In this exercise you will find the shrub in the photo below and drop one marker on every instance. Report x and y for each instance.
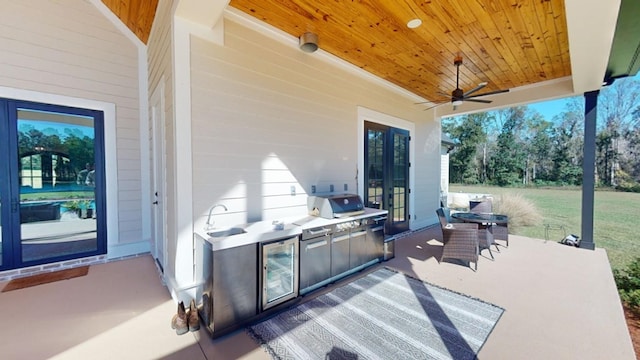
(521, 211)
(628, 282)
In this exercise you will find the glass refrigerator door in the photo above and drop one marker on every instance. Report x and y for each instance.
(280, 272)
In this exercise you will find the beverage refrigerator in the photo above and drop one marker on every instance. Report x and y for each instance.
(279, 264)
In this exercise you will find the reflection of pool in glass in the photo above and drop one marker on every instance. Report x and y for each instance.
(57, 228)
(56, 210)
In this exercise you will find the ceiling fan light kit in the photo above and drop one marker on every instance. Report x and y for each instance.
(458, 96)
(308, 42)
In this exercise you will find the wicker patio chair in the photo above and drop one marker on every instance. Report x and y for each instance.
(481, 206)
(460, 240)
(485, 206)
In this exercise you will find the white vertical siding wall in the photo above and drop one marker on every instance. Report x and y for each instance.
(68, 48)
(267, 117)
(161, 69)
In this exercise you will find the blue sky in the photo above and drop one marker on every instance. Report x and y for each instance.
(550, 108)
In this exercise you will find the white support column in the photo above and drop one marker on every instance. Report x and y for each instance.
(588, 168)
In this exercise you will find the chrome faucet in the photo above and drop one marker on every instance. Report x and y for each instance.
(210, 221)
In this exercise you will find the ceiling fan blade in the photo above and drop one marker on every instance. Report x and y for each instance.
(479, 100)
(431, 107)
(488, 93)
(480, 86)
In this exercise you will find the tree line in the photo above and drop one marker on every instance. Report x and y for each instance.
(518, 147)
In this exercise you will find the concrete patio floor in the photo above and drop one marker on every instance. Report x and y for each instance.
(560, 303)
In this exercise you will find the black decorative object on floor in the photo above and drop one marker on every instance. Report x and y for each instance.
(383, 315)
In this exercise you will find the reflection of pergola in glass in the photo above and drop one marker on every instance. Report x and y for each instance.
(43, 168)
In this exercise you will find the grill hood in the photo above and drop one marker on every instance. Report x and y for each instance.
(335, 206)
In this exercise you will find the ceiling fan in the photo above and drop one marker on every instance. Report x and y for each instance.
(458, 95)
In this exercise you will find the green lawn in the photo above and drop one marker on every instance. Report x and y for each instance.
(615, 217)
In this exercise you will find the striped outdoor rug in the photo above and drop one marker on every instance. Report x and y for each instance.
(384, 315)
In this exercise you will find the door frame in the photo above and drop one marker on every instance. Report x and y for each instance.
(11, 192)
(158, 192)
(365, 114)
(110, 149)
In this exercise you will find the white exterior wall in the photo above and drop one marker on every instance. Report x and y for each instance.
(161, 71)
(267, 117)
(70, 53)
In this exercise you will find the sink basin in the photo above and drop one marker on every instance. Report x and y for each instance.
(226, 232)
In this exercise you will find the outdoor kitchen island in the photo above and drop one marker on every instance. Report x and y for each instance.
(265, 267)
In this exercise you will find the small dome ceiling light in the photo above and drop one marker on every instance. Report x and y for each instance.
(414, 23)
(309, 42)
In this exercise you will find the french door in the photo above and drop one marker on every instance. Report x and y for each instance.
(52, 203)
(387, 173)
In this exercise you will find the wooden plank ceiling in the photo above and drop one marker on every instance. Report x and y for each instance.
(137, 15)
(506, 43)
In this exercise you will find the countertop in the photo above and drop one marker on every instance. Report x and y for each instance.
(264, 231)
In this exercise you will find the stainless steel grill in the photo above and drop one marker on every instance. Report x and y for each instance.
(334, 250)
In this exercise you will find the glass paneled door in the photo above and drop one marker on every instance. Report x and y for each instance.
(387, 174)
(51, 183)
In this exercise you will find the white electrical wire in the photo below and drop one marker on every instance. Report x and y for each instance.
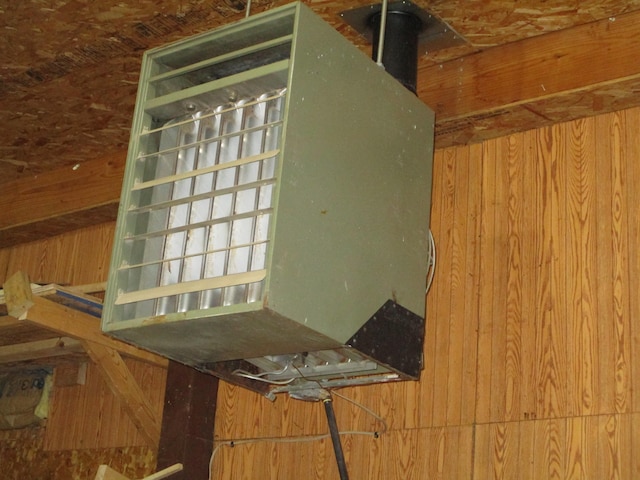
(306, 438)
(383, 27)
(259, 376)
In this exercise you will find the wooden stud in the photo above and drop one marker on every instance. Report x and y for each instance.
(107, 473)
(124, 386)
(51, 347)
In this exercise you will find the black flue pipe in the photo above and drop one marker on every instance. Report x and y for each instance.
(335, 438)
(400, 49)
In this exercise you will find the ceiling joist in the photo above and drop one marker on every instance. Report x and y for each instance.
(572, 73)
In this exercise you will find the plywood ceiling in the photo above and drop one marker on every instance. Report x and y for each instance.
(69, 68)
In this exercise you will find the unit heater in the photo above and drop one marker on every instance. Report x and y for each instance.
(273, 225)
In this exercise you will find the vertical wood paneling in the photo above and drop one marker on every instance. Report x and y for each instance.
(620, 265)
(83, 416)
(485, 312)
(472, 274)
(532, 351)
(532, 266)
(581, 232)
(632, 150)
==
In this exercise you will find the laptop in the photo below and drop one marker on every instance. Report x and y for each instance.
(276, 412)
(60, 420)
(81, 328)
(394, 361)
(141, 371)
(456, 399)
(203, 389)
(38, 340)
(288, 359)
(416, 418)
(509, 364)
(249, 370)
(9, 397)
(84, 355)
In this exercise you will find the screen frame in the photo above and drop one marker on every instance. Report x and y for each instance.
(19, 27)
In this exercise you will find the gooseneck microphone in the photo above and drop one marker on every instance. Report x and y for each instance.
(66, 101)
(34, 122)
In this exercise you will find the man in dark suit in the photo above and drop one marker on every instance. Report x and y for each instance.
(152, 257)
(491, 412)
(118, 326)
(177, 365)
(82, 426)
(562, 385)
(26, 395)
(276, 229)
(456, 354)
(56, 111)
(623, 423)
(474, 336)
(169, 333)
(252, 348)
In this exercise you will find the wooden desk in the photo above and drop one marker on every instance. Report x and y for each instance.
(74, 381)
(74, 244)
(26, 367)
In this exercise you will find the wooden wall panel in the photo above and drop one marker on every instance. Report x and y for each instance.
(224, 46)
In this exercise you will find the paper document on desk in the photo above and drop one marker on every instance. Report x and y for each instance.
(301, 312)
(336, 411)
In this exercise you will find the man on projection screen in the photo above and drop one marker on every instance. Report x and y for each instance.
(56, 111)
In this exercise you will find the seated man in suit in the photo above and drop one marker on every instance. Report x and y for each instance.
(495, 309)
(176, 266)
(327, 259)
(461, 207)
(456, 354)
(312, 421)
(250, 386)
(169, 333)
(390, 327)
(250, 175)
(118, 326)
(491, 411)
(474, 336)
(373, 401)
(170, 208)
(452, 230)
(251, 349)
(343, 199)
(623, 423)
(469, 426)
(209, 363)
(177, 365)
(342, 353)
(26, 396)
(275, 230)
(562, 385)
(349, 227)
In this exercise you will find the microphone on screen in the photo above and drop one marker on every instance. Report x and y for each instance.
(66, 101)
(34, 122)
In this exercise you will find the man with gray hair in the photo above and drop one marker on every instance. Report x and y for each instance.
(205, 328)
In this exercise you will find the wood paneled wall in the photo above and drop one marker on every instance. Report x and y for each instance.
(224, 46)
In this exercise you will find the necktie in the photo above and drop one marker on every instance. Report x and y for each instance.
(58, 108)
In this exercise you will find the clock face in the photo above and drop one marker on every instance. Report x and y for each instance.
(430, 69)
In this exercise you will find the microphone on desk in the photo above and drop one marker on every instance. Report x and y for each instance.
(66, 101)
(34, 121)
--
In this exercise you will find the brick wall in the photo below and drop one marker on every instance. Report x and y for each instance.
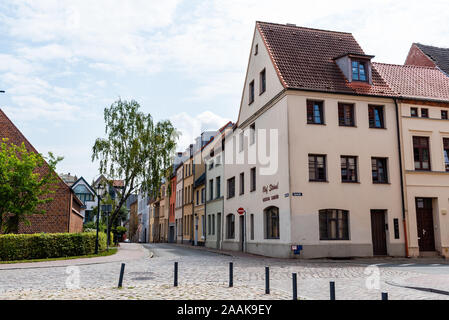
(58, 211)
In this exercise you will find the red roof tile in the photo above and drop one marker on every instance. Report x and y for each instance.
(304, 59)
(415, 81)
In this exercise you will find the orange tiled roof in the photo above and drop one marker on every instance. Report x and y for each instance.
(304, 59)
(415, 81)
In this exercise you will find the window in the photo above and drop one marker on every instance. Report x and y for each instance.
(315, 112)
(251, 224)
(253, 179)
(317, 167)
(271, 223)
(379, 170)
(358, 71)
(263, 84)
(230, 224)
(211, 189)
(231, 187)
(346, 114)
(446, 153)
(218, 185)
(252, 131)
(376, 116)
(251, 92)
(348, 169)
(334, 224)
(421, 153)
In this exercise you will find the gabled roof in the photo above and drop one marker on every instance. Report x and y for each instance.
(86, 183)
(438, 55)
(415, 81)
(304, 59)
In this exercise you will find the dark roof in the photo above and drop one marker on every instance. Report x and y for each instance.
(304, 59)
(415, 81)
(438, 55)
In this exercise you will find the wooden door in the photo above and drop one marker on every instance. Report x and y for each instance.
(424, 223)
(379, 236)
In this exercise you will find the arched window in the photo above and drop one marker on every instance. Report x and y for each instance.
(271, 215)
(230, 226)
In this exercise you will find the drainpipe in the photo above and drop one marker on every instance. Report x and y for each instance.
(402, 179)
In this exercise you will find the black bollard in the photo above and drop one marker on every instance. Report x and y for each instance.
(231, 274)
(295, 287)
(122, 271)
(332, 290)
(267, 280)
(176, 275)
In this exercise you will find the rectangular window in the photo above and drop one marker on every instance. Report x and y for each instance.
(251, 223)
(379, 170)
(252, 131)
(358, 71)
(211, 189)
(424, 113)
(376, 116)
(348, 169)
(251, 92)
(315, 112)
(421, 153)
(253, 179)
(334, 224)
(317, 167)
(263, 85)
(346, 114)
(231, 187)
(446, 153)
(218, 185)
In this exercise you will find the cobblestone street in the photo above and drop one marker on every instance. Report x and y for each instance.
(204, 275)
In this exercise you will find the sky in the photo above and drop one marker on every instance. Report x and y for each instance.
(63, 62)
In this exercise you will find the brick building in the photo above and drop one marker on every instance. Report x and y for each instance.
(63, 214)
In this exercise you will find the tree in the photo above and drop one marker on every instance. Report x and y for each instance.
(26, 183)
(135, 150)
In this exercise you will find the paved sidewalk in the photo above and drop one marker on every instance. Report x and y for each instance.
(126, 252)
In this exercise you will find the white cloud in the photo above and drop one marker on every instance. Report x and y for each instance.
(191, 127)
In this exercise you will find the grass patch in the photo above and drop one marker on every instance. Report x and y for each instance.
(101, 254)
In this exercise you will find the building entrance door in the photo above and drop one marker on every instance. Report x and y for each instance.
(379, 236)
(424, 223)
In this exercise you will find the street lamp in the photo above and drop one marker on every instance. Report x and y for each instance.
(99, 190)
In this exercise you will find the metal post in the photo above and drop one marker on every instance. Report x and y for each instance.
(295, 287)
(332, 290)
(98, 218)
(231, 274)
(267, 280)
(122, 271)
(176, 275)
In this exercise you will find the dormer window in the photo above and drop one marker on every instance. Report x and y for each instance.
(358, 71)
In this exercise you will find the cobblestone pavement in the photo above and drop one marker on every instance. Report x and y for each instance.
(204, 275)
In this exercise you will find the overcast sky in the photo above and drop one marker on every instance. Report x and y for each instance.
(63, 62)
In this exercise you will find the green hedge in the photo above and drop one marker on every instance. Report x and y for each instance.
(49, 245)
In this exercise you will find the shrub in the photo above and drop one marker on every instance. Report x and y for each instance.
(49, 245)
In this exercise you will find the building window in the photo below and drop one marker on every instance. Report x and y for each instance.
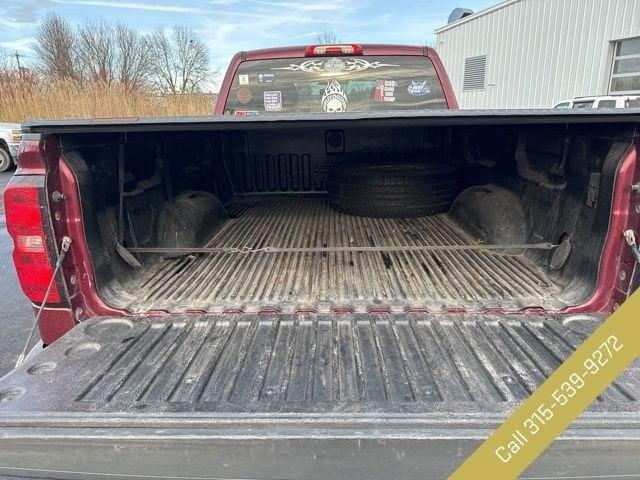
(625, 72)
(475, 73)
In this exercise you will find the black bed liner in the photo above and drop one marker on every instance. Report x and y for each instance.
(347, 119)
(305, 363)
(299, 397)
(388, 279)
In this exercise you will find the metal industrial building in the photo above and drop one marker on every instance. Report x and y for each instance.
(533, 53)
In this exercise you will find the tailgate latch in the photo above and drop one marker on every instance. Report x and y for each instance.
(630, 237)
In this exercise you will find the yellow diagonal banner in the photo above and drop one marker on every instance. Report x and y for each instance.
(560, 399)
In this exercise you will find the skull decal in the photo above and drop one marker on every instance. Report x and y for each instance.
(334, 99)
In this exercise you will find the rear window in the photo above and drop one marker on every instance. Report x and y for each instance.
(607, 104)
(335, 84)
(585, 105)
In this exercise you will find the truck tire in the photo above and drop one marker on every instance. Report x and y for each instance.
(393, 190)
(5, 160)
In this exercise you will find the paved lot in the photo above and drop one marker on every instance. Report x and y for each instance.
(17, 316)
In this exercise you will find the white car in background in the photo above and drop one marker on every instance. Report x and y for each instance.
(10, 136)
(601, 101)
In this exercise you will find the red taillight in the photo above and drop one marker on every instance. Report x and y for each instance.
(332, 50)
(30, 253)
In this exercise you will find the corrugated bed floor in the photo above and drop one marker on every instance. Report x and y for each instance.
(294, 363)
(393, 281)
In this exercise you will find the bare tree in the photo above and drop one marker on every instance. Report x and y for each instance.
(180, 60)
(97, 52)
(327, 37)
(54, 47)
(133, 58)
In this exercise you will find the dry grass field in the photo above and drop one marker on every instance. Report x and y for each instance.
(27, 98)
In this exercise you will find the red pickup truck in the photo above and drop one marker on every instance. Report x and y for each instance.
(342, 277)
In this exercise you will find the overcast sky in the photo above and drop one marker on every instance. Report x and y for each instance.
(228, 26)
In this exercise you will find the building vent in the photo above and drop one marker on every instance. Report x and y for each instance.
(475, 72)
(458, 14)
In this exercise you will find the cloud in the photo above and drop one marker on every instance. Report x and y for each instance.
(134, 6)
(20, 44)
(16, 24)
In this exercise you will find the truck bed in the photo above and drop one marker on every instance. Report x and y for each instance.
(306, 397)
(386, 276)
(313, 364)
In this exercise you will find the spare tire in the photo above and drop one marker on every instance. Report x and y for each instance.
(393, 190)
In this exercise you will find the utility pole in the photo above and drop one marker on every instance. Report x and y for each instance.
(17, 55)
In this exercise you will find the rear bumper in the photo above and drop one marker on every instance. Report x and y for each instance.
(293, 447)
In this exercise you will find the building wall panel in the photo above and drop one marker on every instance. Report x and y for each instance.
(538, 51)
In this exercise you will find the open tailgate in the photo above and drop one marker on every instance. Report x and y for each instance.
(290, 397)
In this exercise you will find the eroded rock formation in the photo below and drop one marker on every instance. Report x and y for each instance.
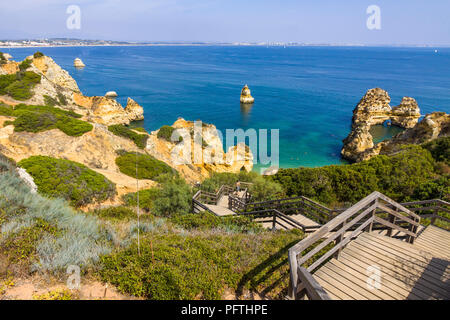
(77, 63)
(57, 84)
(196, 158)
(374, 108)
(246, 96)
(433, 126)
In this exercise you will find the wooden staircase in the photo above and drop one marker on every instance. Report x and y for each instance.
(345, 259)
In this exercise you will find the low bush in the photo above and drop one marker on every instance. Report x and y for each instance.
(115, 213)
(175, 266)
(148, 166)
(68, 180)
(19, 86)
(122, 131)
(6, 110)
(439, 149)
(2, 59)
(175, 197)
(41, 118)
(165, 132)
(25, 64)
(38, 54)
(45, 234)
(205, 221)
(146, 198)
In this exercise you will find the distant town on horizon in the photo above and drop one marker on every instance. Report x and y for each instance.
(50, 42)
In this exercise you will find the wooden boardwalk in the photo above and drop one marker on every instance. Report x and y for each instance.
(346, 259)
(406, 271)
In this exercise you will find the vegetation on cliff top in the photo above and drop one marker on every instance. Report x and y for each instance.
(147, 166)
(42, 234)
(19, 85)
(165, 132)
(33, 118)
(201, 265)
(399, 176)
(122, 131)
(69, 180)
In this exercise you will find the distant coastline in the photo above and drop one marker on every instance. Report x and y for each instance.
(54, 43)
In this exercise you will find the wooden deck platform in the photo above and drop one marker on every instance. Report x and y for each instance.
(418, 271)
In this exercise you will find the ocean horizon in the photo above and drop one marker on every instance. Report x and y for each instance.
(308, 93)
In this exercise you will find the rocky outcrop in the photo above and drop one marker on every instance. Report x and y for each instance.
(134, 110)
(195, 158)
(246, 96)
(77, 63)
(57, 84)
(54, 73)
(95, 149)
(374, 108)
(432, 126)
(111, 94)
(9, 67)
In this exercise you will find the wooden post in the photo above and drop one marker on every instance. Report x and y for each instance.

> Directions
Keeping every character as it is, restate the lines above that run from the line with "In this exercise you will find the wooden deck" through the line with "In this exercise you will find the wooden post", both included, and nothing else.

> Solution below
In this exercise you will find the wooden deck platform in the photo above and drop one marker on every instance. Report x and y for each instance.
(418, 271)
In this exercise you will find the ocean horizon in the photo above and drop one marker on every instance. Report x and y for each instance.
(308, 93)
In this exercise you will find the rocky outcrop in the photo above and drop one marker on every instance. Report x and y for each instance.
(134, 110)
(195, 158)
(246, 96)
(77, 63)
(57, 84)
(54, 73)
(95, 149)
(374, 108)
(432, 126)
(111, 94)
(9, 67)
In this exercise you will find the wooden post in the photo above and drop one marker on every instance. Report x and y for each instance.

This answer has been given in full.